- [About this exercise]:
Look over the material for the string "boat". Copy every line where it turns up.

▼

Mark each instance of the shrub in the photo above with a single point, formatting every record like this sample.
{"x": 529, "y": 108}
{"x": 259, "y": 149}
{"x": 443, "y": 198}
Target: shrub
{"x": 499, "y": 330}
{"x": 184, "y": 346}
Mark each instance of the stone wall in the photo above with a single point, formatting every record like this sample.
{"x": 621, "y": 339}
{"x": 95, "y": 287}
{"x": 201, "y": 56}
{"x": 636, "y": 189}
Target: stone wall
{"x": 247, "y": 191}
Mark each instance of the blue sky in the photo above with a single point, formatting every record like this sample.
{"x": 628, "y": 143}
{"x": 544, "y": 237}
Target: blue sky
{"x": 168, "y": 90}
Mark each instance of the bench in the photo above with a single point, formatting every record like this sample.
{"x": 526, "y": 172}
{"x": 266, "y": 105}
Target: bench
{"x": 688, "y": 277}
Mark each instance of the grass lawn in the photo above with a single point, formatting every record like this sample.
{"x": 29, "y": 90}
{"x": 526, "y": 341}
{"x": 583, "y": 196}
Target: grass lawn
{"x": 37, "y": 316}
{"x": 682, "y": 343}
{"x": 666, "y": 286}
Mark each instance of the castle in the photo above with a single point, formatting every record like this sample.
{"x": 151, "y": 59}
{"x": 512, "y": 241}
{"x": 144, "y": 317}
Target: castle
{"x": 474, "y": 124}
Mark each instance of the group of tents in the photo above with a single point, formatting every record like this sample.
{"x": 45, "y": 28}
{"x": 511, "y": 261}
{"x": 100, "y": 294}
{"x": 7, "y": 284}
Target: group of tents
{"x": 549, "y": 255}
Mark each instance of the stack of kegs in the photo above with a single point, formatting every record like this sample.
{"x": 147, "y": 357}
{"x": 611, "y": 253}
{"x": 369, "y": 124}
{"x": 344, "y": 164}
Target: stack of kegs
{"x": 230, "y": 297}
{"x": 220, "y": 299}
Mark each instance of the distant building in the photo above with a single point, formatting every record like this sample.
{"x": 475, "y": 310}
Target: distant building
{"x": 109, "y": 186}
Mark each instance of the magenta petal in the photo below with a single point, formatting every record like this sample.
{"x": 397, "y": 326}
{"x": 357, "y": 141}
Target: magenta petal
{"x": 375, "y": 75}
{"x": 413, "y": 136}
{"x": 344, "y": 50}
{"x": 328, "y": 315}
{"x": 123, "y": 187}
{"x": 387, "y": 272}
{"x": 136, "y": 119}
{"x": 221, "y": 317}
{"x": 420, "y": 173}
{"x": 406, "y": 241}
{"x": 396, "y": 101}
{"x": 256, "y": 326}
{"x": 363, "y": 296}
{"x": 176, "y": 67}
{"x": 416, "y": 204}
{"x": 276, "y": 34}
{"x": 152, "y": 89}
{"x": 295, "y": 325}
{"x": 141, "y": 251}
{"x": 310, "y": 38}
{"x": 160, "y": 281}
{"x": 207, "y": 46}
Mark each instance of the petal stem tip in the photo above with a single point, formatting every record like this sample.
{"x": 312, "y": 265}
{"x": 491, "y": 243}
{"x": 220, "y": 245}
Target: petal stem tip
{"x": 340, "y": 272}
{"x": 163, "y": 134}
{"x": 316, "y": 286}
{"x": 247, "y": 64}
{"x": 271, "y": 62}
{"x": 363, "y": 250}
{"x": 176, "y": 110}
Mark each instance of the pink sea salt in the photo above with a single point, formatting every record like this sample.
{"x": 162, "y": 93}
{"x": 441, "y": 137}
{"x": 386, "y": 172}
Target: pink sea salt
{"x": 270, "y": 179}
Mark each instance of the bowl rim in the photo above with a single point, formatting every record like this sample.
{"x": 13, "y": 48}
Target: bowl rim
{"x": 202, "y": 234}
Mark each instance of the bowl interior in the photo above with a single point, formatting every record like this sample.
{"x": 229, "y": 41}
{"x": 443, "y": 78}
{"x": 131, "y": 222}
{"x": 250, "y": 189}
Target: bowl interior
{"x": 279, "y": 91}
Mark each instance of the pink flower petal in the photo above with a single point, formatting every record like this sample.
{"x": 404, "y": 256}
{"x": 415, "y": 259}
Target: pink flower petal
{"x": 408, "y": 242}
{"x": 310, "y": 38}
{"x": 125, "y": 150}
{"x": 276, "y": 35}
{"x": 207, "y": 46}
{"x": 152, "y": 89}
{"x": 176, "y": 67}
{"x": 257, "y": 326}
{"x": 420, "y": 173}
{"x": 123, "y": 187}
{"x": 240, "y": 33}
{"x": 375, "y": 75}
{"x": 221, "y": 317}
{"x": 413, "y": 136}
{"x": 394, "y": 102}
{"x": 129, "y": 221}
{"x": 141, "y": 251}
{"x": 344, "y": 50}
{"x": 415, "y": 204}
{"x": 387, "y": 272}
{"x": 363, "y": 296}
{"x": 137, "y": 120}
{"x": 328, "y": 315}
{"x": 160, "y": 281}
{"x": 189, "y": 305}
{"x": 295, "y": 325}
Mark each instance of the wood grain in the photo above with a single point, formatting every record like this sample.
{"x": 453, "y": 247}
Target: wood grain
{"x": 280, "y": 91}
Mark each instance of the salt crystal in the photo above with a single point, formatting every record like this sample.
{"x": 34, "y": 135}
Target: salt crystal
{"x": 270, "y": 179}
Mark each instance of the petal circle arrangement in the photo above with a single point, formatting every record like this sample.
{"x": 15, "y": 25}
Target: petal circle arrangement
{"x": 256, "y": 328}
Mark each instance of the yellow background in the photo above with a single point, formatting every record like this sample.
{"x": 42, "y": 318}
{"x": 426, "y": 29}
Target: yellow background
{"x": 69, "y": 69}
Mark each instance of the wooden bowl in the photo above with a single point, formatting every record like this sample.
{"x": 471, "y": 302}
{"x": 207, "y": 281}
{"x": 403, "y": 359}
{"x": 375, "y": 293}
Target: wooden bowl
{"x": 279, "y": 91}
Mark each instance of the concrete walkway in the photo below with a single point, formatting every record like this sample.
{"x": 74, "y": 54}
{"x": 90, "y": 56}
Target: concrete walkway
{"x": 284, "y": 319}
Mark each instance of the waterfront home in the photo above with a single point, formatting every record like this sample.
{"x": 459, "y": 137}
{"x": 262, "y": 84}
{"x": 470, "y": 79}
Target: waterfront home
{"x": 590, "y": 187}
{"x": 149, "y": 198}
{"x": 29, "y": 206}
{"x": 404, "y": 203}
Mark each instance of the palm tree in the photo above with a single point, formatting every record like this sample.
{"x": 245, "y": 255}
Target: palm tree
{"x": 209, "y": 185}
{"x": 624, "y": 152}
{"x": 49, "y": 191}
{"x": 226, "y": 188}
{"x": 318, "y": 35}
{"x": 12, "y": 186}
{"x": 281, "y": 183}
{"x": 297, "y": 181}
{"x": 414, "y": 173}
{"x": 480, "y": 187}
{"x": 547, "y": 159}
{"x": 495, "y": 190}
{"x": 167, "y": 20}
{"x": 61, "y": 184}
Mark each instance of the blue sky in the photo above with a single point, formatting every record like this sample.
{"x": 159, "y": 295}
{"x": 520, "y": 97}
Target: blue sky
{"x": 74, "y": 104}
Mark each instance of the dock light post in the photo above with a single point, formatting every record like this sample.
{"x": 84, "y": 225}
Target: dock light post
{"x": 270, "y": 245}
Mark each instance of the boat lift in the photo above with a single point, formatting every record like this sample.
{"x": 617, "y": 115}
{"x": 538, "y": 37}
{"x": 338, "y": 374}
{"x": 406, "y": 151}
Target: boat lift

▲

- [Response for this exercise]:
Mark each instance of the boat lift in the photo above with a single point, formatting every record like this sample.
Target: boat lift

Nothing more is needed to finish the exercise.